◆ **TASK TO COMPLETE**
In the rows below, switch "long hair" to "dark hair" in the stretch from the line containing "Audit flag: the woman's long" through the line containing "[326, 102, 354, 125]". Give back only those lines, with everything else unchanged.

◆ **INPUT**
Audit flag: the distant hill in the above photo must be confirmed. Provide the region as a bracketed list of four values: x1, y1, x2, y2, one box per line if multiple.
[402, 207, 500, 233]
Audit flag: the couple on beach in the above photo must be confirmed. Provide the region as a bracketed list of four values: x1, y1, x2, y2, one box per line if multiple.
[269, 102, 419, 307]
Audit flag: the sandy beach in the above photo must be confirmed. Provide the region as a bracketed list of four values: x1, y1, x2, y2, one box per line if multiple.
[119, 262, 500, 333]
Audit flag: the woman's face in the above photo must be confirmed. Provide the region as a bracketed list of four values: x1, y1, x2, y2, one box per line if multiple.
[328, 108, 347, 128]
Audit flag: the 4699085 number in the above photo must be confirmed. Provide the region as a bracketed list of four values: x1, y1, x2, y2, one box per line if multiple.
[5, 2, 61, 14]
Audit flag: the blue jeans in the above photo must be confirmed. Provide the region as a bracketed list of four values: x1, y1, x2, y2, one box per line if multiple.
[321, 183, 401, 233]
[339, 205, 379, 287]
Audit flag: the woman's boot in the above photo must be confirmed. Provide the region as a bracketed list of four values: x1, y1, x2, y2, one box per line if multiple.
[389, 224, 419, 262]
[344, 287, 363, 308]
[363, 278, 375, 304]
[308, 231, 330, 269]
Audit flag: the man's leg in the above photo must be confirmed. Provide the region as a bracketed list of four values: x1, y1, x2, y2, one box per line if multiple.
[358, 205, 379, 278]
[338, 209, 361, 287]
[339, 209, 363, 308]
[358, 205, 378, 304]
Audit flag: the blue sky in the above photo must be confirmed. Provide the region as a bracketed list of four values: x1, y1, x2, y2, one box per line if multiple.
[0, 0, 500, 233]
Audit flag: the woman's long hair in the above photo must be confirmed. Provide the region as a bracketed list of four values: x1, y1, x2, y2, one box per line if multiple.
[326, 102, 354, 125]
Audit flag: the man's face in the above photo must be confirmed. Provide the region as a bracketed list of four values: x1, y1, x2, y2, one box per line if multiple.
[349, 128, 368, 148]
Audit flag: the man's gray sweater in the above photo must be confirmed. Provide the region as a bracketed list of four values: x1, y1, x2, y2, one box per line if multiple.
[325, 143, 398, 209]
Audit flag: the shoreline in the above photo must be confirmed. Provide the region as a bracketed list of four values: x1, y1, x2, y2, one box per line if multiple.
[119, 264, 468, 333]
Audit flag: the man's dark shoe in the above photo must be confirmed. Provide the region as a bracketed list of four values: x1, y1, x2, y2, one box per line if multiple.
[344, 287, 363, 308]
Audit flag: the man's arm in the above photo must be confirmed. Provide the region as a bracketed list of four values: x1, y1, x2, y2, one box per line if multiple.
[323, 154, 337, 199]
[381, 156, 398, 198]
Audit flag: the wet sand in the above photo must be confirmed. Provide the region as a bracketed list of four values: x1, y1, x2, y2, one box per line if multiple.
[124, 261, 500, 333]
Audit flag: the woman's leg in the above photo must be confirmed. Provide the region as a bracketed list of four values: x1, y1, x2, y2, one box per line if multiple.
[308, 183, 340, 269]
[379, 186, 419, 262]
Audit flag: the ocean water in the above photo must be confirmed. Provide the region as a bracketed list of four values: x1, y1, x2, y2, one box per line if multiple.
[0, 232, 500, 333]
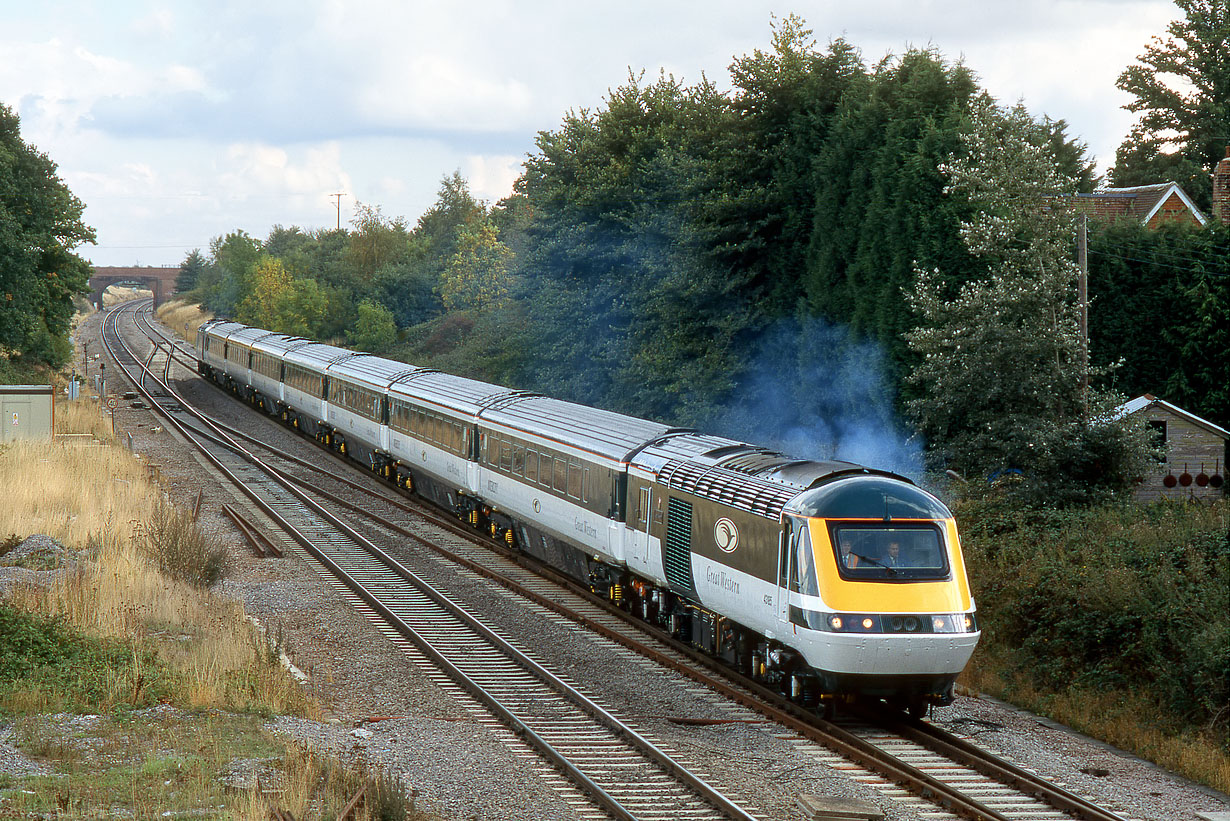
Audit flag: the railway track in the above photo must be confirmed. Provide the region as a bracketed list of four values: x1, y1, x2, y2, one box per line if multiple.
[100, 301, 1123, 821]
[103, 301, 760, 821]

◆ **FINAL RESULT**
Audit flag: the woman's dark hair in the above photo must be confirmed. Provide the region as a bracketed list of four values: x1, y1, x2, y2, one box per line if multiple.
[326, 102, 354, 125]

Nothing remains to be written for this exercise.